BEGIN Input for this task

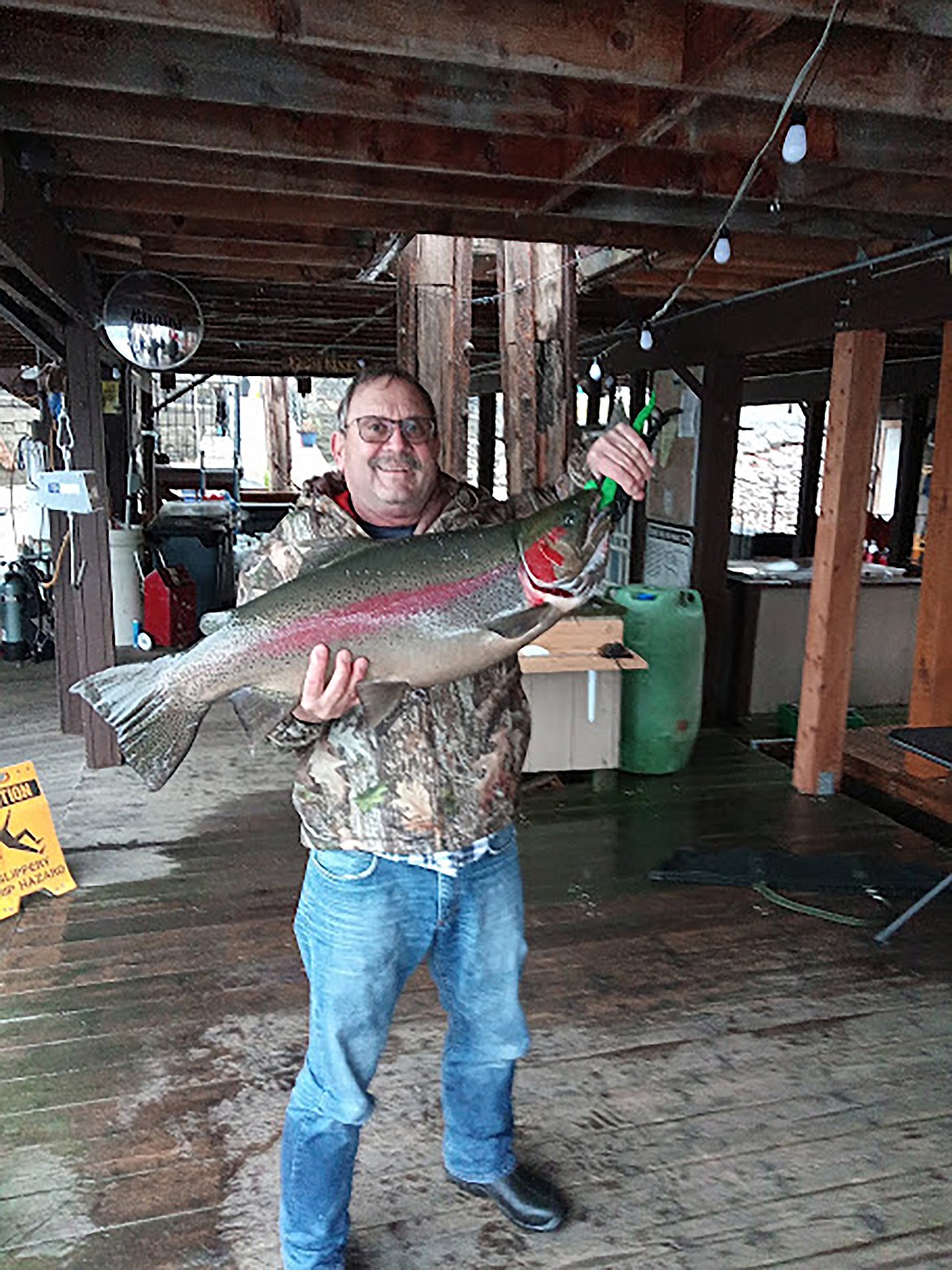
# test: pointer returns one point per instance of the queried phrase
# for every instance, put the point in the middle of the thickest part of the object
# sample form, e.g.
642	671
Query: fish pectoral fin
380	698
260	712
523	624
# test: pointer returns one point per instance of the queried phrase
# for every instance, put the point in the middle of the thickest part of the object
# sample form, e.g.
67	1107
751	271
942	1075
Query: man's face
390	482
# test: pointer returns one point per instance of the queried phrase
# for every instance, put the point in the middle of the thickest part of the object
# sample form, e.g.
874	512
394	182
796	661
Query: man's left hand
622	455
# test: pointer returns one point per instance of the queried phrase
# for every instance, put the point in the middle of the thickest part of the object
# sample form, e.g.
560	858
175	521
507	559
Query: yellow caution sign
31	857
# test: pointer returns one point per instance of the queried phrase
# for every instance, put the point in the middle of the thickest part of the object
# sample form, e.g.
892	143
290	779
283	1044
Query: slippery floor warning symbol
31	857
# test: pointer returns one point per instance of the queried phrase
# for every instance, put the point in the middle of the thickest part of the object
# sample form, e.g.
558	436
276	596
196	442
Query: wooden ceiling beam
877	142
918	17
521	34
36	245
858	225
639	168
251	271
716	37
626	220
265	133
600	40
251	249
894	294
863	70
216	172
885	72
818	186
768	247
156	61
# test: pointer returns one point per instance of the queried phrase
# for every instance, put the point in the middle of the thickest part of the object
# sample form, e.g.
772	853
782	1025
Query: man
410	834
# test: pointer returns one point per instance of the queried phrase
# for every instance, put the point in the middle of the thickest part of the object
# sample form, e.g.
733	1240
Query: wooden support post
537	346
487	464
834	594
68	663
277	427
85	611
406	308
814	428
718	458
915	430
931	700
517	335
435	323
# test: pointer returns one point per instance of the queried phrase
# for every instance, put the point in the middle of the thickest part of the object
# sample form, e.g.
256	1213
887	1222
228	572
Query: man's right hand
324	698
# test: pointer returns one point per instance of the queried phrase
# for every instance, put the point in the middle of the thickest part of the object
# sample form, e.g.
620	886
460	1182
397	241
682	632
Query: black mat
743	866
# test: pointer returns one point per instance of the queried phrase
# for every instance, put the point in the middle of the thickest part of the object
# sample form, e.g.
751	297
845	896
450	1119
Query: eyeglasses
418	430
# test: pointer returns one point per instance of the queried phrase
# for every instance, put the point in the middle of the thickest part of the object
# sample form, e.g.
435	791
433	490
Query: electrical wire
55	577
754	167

END Input for this task

Aim of the task
What is needed is an exact copy of every entry, with the pictures removed.

Output for this task
# test: pointer returns one point per instance of the queried phrase
# for every instance, put the point in the middle of the thickest part of the object
# sample form, e.g.
642	671
Query: fish pectoral fin
380	698
260	712
523	624
# test: pointer returns one point per instance of the queried phrase
# for every instance, put the point in the middle of the thickest part of the object
# sample form, e.g.
67	1107
751	271
942	1075
Query: man's face
390	482
# test: pointer returns one point per instance of the queried phrase
# for every instance, put the point in the middle of the thickest part of the object
# sample form, e.g.
874	512
394	182
796	661
Query: man's left hand
622	455
# test: pointer returns one point per instance of the queried phrase
# for every instance, put the point in the middle of the thickest part of the object
# sample form, e.g.
560	858
175	521
507	559
Query: yellow caution sign
31	857
# test: pointer returns one point per instance of the queried phrase
# for every instance, put the point in the middle of the thickest part of the object
# sample form, e.g.
892	143
290	779
283	1044
Query: slippery floor warning symbol
31	857
# test: pointer returns one point per instance of the queried phrase
# for every instance, put the point in the middle of the thickest part of the object
# sample form, e.g.
558	436
276	596
196	442
Query: wooden ceiling beam
877	142
918	17
521	34
36	245
858	225
639	168
251	271
716	37
626	220
265	133
600	40
251	249
894	294
863	70
216	172
885	72
818	186
768	247
156	61
# test: pointer returns one point per instance of the queried phrase
# for every instance, put the point in the middle of the thickest part of the object
# sample form, e.g.
772	853
782	1025
Query: man
410	834
# test: pointer returns one point per instance of the queried phrase
# for every instance, put the point in the middle of the thickest part of the object
# sample form, e.g.
733	1240
Query: wooden support post
537	346
487	464
834	594
68	663
277	427
85	611
406	308
814	428
718	458
915	430
931	700
517	335
435	323
# test: pointer returns one point per instance of the queried phrase
# for every instance, put the point in the middle of the thickest part of the object
# sample form, e.g.
256	1213
887	1222
228	572
Query: man's right hand
324	698
# test: pointer returns one point per instance of the queried phrase
# for every instance, put the point in the middle of the thickest part of the object
# sample form, e.g.
620	886
460	1182
397	241
682	632
Query: black mat
743	866
# test: pointer returns one point per instance of the queried phrase
# for every instance, put the point in the middle of the thickest part of the object
# sample form, e.g.
751	297
845	896
450	1119
Query: eyeglasses
418	430
# test: pointer returns one point per instance of the queried phrase
# for every instance, put the point in the middle of the thickest part of the object
# sample form, e.g.
435	791
433	490
Query: electrical wire
55	577
754	167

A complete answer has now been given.